## Exercise directions
This exercise asks for the entries to be repeated exactly, without their images.

## Given information
+--
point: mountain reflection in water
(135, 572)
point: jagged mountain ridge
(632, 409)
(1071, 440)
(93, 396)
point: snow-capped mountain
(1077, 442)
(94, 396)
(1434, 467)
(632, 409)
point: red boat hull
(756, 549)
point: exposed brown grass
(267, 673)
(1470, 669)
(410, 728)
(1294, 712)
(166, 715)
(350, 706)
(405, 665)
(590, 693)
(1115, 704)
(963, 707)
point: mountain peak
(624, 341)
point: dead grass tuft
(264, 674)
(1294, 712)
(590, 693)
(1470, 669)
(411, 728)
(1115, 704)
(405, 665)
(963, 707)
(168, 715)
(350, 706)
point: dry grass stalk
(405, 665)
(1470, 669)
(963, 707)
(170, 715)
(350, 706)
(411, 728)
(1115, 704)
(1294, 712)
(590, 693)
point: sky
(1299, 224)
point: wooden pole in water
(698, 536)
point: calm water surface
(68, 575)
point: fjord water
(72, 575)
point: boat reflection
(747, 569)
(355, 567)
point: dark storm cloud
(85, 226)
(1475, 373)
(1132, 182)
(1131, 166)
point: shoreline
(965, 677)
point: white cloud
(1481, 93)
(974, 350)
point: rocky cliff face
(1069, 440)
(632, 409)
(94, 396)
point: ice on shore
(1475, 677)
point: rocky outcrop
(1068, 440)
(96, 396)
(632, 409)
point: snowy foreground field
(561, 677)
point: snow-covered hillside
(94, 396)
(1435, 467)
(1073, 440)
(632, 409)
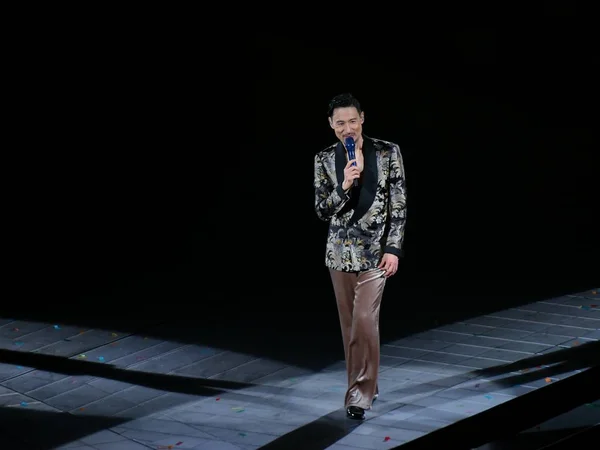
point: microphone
(349, 141)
+--
## Result
point: mountain reflection in water
(135, 572)
point: jagged mountain ridge
(632, 409)
(1071, 440)
(93, 396)
point: snow-capped mountain
(1077, 442)
(94, 396)
(1434, 467)
(632, 409)
point: red boat hull
(756, 549)
point: exposed brown grass
(267, 673)
(1470, 669)
(410, 728)
(1294, 712)
(166, 715)
(350, 706)
(405, 665)
(590, 693)
(1115, 704)
(963, 707)
point: mountain peak
(624, 341)
point: dead grass tuft
(264, 674)
(1294, 712)
(590, 693)
(1470, 669)
(411, 728)
(1115, 704)
(405, 665)
(963, 707)
(168, 715)
(350, 706)
point: dry grass stalk
(405, 665)
(1470, 669)
(963, 707)
(170, 715)
(350, 706)
(411, 728)
(1115, 704)
(1294, 712)
(590, 693)
point: sky
(1299, 224)
point: wooden pole in water
(698, 536)
point: calm water surface
(68, 575)
point: fjord water
(72, 575)
point: boat reflection
(747, 569)
(355, 567)
point: dark storm cloud
(85, 226)
(1475, 373)
(1132, 182)
(1131, 166)
point: shoreline
(965, 677)
point: white cloud
(1481, 93)
(974, 350)
point: rocky cliff face
(1069, 440)
(632, 409)
(94, 396)
point: ice on shore
(1475, 677)
point: rocky outcrop
(1068, 440)
(96, 396)
(632, 409)
point: snowy foreground field
(561, 677)
point: snow-covered hillside
(94, 396)
(1435, 467)
(1073, 440)
(632, 409)
point: microphone
(349, 141)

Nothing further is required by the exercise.